◆ EXERCISE BRIEF: Retype the records below from their first line through the line containing "Target | rear door window", and include nothing else.

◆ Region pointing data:
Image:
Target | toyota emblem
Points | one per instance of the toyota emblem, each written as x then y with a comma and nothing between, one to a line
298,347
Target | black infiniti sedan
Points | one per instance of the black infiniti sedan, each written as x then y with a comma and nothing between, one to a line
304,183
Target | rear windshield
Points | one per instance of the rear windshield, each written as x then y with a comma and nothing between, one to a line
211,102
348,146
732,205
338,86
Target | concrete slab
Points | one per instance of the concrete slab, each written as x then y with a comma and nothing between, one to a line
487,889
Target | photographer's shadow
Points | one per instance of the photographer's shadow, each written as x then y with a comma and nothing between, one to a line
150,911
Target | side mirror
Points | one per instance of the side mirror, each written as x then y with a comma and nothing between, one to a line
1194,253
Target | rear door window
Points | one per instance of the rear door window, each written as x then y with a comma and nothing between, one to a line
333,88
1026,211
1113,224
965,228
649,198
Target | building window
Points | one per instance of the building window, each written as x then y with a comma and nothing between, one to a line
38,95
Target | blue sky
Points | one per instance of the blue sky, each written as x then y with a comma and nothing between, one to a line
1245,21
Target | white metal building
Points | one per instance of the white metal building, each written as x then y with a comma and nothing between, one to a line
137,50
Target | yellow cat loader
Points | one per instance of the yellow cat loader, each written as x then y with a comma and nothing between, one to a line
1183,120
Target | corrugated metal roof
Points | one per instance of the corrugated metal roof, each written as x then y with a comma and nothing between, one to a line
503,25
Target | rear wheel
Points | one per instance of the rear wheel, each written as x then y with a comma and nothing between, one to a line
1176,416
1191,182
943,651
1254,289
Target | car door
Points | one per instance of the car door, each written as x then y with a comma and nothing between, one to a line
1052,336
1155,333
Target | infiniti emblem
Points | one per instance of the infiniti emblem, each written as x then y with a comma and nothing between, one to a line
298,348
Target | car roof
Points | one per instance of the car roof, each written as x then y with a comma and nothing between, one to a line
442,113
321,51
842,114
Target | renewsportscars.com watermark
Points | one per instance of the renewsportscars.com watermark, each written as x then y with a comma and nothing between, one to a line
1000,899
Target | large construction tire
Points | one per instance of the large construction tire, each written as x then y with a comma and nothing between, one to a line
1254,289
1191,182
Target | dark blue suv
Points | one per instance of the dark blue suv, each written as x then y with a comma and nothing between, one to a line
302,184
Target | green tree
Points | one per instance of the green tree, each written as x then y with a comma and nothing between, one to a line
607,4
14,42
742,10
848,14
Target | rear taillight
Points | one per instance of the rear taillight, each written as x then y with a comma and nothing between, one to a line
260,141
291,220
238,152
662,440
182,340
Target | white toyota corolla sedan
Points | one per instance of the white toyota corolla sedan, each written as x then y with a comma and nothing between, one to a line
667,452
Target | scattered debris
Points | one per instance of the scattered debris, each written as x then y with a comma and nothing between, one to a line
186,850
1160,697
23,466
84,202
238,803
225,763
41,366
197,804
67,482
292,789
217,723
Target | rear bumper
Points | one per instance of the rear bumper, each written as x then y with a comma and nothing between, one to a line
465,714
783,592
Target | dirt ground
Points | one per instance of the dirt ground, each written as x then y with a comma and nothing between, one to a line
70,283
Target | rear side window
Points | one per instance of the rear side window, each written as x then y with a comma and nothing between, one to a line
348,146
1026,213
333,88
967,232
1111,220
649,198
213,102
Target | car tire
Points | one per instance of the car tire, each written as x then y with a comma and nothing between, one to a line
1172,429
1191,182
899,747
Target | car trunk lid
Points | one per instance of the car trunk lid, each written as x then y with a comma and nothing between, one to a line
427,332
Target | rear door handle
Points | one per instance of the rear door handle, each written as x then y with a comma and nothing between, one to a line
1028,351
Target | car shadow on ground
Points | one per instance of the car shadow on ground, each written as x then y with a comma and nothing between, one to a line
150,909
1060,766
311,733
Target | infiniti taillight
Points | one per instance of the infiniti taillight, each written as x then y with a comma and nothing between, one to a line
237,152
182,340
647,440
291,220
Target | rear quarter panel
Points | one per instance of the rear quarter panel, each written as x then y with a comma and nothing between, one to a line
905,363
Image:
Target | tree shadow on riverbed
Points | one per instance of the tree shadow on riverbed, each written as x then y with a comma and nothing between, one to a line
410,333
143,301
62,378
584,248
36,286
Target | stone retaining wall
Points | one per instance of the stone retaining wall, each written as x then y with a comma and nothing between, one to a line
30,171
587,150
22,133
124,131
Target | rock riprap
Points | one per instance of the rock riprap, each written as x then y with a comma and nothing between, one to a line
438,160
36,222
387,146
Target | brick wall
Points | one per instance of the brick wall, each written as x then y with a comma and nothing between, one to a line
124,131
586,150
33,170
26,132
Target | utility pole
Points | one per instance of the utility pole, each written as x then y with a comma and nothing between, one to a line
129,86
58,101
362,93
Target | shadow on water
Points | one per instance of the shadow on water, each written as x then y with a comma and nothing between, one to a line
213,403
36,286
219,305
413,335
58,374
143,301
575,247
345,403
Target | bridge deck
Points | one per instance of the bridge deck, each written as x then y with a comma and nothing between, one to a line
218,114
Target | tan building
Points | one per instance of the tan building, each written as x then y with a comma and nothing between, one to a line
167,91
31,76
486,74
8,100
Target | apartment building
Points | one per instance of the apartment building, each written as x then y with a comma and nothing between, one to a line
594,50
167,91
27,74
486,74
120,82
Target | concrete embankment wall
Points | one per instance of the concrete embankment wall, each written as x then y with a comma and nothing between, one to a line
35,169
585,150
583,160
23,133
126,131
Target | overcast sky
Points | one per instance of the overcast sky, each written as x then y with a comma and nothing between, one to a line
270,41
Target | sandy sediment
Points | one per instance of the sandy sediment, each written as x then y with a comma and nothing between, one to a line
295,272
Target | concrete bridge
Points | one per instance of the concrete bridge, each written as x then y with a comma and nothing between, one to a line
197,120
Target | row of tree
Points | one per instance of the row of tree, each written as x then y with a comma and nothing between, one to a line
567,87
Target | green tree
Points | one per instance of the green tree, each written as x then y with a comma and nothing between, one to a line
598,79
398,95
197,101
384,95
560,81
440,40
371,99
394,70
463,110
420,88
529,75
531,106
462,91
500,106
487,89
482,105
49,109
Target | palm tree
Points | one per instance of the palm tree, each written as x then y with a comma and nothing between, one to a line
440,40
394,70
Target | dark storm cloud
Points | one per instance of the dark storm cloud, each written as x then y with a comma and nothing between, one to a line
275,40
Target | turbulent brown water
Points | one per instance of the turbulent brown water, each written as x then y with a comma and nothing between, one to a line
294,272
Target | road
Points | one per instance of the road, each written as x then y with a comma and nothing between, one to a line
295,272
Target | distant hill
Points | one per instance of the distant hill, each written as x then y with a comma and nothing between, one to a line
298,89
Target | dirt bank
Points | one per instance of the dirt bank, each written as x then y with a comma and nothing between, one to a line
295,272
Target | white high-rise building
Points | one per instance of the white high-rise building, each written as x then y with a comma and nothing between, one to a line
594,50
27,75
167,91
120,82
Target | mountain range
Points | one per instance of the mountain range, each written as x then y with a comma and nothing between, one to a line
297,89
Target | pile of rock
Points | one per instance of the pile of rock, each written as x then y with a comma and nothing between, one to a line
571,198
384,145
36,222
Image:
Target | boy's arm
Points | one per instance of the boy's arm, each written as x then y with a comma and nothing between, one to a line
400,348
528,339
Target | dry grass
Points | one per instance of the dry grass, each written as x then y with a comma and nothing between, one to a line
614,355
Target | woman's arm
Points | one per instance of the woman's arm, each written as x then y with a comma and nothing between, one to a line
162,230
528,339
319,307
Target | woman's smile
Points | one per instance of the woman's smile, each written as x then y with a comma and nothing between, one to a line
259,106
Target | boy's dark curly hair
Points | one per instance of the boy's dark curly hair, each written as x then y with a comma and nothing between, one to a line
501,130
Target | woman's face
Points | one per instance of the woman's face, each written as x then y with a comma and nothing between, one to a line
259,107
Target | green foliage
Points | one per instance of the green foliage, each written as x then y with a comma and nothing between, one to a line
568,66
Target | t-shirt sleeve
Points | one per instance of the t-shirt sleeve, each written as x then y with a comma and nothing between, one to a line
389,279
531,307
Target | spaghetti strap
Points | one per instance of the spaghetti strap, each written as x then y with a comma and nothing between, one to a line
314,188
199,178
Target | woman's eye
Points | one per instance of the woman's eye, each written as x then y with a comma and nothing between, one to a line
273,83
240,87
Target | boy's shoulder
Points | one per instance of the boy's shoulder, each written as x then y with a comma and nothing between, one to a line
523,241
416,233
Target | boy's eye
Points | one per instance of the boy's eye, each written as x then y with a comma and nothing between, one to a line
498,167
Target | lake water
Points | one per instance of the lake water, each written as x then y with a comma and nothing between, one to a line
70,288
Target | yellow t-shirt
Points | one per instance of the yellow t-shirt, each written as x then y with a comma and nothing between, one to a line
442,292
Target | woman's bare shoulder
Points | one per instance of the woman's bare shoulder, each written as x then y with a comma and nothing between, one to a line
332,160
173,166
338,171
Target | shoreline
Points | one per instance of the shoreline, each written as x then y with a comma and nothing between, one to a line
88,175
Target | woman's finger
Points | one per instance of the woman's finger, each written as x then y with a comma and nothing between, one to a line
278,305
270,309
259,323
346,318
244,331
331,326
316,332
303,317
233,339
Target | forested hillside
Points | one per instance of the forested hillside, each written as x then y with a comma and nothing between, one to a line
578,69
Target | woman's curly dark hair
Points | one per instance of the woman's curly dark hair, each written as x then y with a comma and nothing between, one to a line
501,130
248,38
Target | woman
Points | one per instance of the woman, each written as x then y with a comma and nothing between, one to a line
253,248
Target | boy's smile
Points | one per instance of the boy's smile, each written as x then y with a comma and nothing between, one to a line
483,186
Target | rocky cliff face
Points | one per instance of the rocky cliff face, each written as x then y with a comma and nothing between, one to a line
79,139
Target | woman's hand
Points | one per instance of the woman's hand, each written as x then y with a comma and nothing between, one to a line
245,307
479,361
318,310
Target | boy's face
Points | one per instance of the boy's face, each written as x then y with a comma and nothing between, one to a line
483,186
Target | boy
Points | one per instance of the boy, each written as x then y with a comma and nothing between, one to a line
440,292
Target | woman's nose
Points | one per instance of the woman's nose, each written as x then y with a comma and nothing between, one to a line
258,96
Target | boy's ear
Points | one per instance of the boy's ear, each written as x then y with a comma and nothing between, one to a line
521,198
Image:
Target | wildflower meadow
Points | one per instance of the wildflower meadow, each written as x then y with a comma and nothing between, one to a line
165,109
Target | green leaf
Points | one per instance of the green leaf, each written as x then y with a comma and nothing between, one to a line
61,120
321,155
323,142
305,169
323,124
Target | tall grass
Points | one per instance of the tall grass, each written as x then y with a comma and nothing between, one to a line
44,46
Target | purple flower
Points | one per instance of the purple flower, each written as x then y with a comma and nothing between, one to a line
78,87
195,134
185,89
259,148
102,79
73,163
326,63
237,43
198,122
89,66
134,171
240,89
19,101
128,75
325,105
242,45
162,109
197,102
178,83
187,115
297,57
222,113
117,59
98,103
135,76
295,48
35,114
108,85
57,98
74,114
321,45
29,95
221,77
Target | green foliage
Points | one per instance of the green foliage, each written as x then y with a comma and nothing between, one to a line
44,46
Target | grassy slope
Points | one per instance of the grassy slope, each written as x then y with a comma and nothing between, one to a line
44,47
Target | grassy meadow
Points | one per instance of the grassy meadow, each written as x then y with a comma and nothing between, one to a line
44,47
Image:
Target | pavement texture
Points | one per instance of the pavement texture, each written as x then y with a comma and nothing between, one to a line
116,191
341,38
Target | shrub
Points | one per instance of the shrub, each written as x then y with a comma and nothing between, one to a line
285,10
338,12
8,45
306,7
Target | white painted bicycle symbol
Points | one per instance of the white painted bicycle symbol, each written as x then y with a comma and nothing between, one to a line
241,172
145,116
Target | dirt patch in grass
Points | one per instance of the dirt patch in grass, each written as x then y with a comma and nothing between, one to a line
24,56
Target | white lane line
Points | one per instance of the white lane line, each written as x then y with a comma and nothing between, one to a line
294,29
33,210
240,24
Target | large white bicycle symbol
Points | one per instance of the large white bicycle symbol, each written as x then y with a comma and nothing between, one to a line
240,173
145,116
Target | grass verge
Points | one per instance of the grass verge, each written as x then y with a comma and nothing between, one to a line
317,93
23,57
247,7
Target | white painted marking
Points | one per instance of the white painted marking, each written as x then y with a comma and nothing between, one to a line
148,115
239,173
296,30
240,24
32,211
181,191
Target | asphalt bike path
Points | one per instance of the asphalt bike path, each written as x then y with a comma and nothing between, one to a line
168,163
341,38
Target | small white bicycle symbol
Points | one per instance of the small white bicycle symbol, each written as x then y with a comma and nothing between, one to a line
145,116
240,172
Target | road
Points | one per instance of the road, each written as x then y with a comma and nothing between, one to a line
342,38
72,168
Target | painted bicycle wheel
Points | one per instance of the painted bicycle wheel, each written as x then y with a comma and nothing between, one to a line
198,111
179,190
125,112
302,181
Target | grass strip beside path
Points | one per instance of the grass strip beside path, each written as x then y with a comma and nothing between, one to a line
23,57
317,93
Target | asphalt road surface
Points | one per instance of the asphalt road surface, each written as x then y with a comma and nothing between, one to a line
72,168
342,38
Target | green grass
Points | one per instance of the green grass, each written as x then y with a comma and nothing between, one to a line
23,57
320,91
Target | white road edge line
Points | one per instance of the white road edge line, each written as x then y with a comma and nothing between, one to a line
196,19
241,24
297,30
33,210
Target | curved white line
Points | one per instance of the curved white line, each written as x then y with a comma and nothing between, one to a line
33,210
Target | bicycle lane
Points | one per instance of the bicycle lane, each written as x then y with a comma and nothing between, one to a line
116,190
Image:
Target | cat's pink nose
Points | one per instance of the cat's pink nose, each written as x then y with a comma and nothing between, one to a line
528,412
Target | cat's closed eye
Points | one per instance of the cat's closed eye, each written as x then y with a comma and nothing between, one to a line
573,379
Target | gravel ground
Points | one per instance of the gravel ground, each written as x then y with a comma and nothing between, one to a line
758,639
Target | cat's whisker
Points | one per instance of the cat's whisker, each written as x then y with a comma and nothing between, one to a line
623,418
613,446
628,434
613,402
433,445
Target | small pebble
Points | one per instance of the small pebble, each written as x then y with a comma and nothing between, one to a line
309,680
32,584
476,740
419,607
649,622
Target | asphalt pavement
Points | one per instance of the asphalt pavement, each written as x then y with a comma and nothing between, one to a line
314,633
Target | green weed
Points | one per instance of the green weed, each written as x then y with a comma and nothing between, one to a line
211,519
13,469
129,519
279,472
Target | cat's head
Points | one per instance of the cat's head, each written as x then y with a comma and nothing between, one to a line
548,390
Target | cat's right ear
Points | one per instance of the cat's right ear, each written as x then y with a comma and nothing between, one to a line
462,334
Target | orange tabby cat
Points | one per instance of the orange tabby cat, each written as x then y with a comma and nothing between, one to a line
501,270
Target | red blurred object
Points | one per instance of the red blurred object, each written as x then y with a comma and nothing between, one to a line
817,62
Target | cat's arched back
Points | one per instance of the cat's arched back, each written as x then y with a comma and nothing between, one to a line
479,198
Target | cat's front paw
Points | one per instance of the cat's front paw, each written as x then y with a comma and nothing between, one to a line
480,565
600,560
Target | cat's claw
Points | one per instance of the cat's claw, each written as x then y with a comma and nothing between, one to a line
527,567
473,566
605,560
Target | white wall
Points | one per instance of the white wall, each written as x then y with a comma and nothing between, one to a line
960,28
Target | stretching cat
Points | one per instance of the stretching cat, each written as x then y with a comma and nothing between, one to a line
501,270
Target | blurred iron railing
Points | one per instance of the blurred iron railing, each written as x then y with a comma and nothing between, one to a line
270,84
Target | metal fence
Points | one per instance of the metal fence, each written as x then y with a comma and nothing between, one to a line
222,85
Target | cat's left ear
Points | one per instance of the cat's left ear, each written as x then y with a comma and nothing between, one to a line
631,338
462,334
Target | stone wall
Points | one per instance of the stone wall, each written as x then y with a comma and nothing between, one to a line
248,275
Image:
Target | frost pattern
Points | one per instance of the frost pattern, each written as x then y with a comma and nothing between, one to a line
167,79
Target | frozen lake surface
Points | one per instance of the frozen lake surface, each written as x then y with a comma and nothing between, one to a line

◆ FINISHED EXERCISE:
Image:
Target | toyota emblem
Points | one per instance of the toyota emblem, each written as x then y with a comma and nothing between, one to a line
298,347
Target | black infiniti sedan
Points | one per instance of the black infiniti sedan, each written as x then y with a comma and nothing between, one to a line
304,183
Target | rear windshield
Points | one per instance of the rear windshield, each written as x then y with a comma and nothing between, one to a line
211,102
348,146
732,205
338,86
Target | concrete slab
Points | one per instance of the concrete slab, each written as x then y with a comma and nothing between, one to a line
487,889
Target | photographer's shadow
Points | one per instance of the photographer's shadow, each written as x then y with a comma and nothing between, one to a line
150,911
Target | side mirror
Points | one per instance of the side mirror, each written as x then y with a comma and nothing between, one to a line
1194,253
Target | rear door window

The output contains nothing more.